*** DATA FOR THIS EXERCISE

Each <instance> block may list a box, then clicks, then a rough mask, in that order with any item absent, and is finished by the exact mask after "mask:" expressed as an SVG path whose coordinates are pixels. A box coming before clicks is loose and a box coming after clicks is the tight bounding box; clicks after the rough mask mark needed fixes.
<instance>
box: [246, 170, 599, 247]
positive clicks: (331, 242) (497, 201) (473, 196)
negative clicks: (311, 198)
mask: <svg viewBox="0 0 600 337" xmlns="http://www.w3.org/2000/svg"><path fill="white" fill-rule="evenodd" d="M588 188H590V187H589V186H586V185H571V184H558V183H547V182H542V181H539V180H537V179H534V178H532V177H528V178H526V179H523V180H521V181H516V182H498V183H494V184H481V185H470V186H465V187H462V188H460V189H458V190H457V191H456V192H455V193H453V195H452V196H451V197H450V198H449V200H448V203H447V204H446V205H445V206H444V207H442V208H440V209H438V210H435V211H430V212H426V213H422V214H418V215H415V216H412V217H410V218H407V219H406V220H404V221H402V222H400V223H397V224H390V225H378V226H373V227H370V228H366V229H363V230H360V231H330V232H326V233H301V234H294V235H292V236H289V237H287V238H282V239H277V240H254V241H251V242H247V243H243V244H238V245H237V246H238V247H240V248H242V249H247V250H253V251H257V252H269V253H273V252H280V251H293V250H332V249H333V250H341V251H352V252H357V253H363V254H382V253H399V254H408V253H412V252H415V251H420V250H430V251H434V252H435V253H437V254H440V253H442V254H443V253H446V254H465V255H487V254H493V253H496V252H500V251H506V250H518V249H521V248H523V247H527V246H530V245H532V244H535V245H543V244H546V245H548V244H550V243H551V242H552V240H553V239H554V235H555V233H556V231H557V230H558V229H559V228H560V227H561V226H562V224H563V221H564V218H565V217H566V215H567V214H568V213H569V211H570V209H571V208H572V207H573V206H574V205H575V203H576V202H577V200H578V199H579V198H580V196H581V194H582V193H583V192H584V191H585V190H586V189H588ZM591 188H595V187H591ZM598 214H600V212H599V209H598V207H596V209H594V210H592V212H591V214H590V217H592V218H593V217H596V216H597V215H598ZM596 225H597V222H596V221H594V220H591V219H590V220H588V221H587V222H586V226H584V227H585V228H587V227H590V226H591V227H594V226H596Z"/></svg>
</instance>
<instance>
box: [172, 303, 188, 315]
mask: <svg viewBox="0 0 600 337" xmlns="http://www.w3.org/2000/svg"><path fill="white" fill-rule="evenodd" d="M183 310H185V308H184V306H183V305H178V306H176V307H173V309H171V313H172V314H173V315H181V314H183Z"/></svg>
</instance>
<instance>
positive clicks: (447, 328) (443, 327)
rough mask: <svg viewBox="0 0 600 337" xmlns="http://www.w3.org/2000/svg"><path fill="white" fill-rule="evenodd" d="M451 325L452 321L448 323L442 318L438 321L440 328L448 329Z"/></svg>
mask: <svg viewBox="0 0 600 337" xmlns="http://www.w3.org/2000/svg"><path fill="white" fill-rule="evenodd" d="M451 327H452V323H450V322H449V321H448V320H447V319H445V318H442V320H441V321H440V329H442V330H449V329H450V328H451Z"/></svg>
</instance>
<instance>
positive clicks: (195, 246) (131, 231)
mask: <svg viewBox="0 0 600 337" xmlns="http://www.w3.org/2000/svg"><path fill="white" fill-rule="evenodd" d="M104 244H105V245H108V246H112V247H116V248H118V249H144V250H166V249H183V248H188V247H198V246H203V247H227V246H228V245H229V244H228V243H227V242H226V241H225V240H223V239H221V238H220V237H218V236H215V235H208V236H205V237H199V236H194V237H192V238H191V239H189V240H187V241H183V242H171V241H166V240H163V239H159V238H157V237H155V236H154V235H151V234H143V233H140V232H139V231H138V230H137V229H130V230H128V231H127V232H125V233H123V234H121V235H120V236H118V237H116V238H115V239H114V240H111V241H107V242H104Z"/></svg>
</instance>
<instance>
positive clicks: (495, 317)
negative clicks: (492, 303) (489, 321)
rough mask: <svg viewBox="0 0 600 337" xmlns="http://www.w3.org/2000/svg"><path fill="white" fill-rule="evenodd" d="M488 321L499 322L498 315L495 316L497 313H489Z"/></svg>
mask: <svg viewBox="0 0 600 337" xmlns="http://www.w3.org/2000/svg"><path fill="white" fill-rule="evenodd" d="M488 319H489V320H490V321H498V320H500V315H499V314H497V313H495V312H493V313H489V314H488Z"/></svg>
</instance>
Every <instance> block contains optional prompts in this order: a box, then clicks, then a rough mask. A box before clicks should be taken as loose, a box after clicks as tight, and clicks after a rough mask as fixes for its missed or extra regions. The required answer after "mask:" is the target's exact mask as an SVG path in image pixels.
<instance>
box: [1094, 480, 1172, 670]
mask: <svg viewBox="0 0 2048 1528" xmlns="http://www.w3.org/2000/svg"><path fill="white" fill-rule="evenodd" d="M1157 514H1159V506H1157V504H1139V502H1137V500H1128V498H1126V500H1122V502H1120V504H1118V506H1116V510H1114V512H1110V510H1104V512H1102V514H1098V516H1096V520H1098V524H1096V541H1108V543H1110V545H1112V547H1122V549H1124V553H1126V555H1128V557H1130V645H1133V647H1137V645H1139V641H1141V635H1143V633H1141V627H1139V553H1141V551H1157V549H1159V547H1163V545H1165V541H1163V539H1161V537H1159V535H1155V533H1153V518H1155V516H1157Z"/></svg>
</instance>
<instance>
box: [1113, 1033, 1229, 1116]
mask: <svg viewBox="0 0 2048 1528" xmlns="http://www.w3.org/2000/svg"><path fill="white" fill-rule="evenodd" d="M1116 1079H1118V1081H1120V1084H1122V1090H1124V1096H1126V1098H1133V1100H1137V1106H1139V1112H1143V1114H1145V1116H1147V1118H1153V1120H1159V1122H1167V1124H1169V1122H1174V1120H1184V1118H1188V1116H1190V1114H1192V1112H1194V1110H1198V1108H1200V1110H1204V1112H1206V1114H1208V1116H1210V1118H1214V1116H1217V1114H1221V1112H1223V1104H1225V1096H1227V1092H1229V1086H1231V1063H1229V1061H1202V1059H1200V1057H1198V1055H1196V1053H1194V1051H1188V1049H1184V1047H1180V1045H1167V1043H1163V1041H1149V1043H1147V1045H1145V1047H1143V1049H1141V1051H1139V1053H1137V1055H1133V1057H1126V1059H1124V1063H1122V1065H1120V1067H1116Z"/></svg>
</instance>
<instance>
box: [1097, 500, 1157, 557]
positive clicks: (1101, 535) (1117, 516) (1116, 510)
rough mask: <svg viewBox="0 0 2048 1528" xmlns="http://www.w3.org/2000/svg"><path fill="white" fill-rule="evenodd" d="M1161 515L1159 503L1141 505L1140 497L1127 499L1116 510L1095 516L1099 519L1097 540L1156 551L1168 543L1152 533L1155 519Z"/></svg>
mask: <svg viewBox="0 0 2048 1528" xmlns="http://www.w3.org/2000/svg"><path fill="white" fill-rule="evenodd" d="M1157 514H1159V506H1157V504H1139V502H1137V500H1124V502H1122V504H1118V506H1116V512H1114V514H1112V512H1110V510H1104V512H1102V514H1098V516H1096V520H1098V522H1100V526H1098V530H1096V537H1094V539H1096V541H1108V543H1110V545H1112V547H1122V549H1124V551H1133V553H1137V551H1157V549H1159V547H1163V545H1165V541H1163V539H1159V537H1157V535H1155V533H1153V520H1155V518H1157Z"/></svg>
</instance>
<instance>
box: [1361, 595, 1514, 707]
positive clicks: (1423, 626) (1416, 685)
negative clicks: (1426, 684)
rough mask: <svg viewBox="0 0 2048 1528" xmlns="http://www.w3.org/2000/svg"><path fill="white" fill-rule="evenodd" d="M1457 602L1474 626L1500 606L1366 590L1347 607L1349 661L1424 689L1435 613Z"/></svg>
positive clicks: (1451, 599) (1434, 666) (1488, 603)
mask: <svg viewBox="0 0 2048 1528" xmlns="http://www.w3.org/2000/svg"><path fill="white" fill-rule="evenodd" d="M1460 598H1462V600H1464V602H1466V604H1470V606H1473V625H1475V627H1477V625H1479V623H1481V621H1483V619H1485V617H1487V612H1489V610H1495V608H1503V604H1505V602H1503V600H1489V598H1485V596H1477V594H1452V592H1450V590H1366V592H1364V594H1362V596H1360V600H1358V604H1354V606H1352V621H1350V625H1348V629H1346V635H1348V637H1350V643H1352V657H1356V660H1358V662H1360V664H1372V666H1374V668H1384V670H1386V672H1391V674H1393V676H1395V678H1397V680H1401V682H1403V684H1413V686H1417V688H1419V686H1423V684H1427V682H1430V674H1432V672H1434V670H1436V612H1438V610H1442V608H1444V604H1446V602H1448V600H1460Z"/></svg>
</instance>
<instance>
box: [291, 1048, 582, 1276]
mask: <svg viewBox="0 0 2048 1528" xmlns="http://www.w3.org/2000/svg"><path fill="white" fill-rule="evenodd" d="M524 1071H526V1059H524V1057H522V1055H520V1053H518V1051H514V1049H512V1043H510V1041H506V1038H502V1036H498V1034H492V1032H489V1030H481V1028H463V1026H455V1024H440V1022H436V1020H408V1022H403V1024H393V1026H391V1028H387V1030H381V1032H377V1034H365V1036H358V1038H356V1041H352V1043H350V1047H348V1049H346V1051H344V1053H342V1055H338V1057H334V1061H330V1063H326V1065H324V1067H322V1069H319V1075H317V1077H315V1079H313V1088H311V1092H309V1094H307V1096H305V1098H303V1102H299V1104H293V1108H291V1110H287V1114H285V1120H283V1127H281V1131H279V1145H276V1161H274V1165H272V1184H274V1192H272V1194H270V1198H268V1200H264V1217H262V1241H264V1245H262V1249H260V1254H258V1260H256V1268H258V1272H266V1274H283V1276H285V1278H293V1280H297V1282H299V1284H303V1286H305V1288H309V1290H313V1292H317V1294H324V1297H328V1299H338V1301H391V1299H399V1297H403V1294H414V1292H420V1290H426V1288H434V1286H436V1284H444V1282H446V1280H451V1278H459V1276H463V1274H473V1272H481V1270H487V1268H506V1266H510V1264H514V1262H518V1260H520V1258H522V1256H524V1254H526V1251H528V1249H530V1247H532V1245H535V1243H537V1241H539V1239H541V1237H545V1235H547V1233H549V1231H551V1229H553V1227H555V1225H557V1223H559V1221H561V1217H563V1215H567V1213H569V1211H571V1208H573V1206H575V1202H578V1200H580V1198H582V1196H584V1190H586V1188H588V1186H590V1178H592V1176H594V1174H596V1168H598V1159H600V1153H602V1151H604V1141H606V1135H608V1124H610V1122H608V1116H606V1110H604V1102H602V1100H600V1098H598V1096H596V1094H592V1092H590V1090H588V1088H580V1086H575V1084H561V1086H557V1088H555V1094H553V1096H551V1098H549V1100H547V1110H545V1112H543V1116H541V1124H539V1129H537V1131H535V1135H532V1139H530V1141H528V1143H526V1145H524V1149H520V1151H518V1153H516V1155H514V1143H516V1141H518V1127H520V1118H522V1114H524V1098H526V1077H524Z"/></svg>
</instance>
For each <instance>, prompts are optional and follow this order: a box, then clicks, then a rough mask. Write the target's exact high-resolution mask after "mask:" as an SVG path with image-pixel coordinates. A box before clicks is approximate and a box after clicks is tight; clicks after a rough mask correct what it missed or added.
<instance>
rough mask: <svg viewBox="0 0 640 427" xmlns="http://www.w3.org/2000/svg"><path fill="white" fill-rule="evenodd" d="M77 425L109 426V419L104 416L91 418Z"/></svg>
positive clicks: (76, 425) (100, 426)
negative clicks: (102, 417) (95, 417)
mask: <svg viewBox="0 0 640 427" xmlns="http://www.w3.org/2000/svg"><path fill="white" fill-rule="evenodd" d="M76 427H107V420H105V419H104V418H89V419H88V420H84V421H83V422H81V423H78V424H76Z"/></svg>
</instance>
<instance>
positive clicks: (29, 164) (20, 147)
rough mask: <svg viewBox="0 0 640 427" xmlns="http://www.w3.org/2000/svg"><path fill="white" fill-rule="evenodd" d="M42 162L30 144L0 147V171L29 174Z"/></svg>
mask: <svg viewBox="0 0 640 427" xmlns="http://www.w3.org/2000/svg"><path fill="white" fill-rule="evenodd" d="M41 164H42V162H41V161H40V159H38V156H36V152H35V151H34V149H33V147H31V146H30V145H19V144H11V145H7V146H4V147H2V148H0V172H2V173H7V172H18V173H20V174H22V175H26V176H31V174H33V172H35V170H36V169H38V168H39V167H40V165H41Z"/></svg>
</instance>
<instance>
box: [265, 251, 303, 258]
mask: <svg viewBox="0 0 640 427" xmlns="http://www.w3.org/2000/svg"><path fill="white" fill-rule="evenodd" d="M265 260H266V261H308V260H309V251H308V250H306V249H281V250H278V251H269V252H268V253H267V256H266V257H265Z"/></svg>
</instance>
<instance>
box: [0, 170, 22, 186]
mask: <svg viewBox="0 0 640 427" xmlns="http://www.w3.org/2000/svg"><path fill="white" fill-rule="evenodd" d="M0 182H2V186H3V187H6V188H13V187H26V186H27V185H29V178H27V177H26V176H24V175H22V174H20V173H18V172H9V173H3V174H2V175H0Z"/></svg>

******

WHAT YOU ARE ASKED TO DO:
Return every line of the records above that contains the word "loose".

THE ANSWER:
Each <instance> block may list a box, then clicks, then a rough mask, in that order with any item absent, and is finished by the exact mask after "mask:" expressed as an SVG path whose coordinates are pixels. A box coming before clicks is loose and a box coming after clicks is the tight bounding box; clicks after the rough mask mark needed fixes.
Every <instance> block contains optional prompts in this order: a box, then clicks, then a rough mask. A box before clicks should be taken as loose, a box after clicks as tight, and clicks after a rough mask as fixes for its missed or extra regions. The required answer after "mask:" is the target's exact mask as an SVG path in image pixels.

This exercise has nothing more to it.